*Source data*.
*** Block opens ***
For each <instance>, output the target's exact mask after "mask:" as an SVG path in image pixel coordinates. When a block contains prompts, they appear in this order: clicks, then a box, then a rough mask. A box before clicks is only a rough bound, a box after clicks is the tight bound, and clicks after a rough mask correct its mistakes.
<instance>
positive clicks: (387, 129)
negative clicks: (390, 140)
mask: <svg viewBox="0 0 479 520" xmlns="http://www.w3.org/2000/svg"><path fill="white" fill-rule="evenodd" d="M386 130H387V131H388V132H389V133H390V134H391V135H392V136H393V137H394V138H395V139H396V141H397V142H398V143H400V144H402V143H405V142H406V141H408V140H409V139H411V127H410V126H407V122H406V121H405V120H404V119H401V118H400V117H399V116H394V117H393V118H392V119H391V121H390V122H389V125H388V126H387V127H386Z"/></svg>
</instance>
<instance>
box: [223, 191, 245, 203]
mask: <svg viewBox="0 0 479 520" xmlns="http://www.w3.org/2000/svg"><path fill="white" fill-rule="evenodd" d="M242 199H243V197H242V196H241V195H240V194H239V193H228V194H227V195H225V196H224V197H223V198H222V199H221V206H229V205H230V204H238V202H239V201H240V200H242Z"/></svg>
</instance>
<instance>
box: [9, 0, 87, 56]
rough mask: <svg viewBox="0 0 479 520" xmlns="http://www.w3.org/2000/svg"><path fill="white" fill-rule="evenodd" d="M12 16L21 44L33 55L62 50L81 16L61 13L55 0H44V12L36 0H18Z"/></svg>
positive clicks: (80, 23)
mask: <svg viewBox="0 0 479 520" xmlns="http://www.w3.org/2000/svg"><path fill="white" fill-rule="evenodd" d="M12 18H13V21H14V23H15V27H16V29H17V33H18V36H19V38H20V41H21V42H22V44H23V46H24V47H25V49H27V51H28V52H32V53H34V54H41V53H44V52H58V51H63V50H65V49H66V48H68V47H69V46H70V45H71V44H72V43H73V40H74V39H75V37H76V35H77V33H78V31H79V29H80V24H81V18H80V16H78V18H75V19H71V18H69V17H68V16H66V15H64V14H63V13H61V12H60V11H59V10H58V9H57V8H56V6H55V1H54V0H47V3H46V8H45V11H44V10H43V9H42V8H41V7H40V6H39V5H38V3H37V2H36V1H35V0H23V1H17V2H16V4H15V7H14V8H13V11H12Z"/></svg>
*** Block closes ***
*Brief*.
Wherever the word "rough" occurs in the data above, copy the line it sits in.

*Answer to this exercise*.
For each <instance>, output the target's exact mask after "mask:" as an SVG path in image pixel coordinates. When a block contains prompts, they appear in this order: clicks, then a box, then a rough mask. A box before clicks is only a rough bound, a box after clicks is the tight bound, and clicks after a rough mask correct its mistakes.
rough mask: <svg viewBox="0 0 479 520" xmlns="http://www.w3.org/2000/svg"><path fill="white" fill-rule="evenodd" d="M12 16L21 44L33 55L62 50L81 16L61 13L55 0H44V12L36 0H18Z"/></svg>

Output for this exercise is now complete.